## BEGIN

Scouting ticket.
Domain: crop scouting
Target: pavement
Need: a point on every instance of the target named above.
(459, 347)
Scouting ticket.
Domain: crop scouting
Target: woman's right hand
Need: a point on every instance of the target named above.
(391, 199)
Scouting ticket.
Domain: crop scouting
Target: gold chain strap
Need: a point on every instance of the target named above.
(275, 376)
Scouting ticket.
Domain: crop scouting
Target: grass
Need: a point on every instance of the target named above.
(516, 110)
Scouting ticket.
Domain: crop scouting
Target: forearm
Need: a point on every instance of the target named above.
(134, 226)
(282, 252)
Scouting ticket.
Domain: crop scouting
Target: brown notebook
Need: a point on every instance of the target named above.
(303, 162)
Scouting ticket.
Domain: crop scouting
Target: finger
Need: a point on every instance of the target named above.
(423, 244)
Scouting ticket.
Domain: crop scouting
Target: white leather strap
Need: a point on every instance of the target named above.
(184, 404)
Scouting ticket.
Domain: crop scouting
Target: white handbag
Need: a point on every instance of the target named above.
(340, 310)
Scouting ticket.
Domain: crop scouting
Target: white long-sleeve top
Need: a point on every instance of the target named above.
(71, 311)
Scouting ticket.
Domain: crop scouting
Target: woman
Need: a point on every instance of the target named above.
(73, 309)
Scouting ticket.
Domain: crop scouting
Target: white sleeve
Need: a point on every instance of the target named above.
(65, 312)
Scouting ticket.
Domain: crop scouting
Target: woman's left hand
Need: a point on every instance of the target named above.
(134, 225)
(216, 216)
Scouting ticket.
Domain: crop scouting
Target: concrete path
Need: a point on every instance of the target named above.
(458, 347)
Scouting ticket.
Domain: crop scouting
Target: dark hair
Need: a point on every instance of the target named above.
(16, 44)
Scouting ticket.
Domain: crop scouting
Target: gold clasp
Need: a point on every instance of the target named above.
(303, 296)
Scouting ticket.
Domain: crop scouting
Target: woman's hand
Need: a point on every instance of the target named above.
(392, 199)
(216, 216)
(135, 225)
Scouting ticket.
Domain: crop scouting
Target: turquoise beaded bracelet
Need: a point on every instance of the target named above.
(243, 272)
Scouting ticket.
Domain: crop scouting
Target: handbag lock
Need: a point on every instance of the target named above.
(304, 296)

## END
## BEGIN

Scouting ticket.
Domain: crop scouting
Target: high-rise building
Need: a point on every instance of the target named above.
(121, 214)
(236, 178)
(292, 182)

## END
## BEGIN

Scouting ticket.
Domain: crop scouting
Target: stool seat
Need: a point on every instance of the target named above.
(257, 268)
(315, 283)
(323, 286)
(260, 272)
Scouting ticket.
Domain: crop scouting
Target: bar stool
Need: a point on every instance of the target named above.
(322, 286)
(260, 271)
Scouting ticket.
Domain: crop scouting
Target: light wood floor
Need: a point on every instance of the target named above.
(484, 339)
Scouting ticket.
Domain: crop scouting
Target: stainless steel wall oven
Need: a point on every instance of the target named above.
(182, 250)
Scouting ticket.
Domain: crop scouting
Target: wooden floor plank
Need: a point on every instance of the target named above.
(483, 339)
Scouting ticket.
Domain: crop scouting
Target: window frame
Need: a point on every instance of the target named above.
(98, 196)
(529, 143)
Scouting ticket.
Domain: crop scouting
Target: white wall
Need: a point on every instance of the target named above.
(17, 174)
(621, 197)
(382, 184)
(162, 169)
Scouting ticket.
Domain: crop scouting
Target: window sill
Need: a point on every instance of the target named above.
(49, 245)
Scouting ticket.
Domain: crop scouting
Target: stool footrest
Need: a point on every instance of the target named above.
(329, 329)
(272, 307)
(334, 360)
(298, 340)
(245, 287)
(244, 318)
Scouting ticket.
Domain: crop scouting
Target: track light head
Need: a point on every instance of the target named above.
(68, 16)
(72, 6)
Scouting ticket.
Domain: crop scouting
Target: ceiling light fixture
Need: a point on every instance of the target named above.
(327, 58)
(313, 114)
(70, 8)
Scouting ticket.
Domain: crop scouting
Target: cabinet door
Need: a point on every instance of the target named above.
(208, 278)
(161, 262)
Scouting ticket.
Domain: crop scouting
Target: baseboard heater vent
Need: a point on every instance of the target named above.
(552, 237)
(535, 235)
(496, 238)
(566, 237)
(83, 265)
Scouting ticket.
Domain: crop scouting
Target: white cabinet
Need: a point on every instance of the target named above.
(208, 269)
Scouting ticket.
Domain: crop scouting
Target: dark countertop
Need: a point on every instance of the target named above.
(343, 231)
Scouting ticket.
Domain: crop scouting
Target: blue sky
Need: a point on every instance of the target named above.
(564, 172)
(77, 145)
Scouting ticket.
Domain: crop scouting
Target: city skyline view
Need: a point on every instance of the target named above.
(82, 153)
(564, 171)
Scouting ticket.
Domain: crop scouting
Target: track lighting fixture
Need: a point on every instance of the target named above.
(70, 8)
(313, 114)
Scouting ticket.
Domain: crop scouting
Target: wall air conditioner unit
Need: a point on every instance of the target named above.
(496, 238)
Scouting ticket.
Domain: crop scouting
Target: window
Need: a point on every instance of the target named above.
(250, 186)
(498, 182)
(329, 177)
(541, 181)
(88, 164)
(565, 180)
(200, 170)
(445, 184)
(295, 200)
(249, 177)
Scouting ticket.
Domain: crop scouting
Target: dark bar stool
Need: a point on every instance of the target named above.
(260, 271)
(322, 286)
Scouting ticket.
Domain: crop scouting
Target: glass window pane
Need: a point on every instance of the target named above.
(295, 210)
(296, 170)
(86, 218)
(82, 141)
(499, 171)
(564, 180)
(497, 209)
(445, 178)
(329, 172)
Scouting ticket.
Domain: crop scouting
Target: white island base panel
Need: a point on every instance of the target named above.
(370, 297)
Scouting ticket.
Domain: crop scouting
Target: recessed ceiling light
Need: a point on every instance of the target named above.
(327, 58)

## END

- Goal of the exercise -
Which lines in the items above contain the word "floor"? Pull out each of those lines and copy it.

- Answer to this task -
Target: light wood floor
Target: wooden floor plank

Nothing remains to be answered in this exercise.